> [Quoted text]:
Bricks, businessmen, and Batman.

The last thing I expected from anything titled The Lego Movie was anything good. How could I? The trailer had the reeking stench of an advertisement, barely differentiating itself from the Lego set commercials that air on children’s cartoon networks. Believe me, I went into this movie expecting an artificial, brainless experience looking only to profit itself from the name of it’s toy line. Boy, do I love it when I am proved wrong.

Based in a colorful world full of Lego bricks, buildings, and set pieces, The Lego Movie follows Emmett (Chris Pratt), an average, regular, 100% ordinary minifigure who loves coffee, people, Taco Tuesdays, cats, cars, work, television, and just about everything else under the orange Lego-bricked sun. If any of the characters in the film knew that they were in a movie, none of them would expect Emmett to be the main character: he has the personality and the appearance of a background character if anything.

Items from a data source:
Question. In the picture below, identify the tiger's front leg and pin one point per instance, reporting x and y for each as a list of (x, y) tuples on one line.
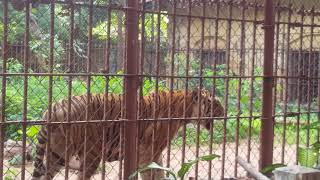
[(90, 161)]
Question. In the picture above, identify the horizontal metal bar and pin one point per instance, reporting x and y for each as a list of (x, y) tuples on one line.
[(147, 75)]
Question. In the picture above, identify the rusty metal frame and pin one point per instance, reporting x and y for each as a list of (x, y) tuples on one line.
[(278, 18)]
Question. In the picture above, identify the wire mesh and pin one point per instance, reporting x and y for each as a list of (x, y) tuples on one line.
[(59, 53)]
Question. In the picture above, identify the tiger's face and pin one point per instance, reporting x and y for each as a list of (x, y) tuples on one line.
[(209, 107)]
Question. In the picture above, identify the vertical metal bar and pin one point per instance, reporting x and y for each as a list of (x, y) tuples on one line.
[(214, 66), (310, 58), (276, 56), (251, 95), (299, 84), (141, 72), (241, 72), (173, 49), (131, 83), (184, 127), (4, 84), (106, 95), (226, 80), (51, 56), (202, 18), (88, 70), (266, 137), (70, 70), (286, 80), (25, 86)]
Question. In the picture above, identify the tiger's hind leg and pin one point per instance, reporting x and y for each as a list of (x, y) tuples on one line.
[(89, 162), (145, 159)]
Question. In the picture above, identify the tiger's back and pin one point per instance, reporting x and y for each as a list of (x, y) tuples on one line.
[(151, 106)]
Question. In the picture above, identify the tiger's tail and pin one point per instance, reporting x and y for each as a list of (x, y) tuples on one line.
[(39, 167)]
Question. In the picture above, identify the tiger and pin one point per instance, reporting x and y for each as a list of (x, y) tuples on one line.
[(184, 104)]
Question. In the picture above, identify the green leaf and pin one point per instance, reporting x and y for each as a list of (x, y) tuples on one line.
[(209, 157), (151, 166), (270, 168), (32, 131), (307, 156), (316, 145), (187, 166)]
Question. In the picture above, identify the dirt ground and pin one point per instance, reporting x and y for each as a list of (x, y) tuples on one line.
[(230, 169)]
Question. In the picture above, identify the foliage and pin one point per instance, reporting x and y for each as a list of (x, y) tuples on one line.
[(10, 174), (185, 168), (268, 169), (308, 156), (15, 160)]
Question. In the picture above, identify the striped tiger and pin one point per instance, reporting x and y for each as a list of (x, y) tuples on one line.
[(91, 157)]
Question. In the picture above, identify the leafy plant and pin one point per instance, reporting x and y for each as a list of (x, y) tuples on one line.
[(15, 160), (174, 175), (10, 174), (270, 168)]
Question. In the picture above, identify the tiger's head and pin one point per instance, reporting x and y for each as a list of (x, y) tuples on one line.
[(209, 107)]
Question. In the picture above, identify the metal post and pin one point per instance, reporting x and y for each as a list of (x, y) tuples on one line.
[(131, 87), (266, 137)]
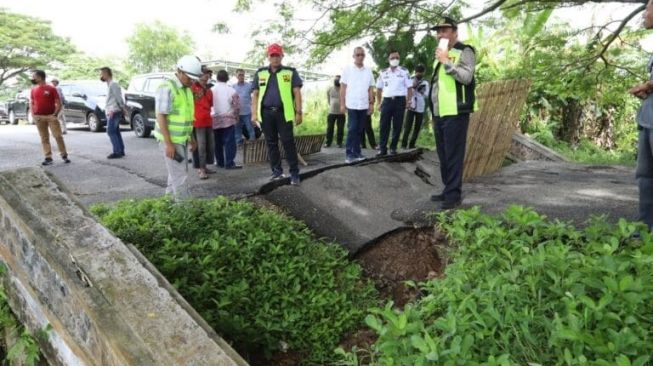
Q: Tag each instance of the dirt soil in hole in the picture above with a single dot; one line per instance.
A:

> [Exercise tasks]:
A: Reproduce the stretch of the Lego Movie review from "Bricks, businessmen, and" through "am proved wrong.", word for word.
B: Quote the records from the line containing "Question. In the picture above, identify the metal" through the end of the records, both ends included, omitting any picture.

> [Answers]:
A:
Bricks, businessmen, and Batman.

The last thing I expected from anything titled The Lego Movie was anything good. How could I? The trailer had the reeking stench of an advertisement, barely differentiating itself from the Lego set commercials that air on children’s cartoon networks. Believe me, I went into this movie expecting an artificial, brainless experience looking only to profit itself from the name of it’s toy line. Boy, do I love it when I am proved wrong.

B:
Question. In the picture above, identify the metal post and pin one point per instance, reporting x and y for each as a list of (x, y) tuples on one line.
[(131, 87), (266, 137)]
Q: Tag each instance of the dirt soil in hole in the picture above with a single dot; one line per instance.
A:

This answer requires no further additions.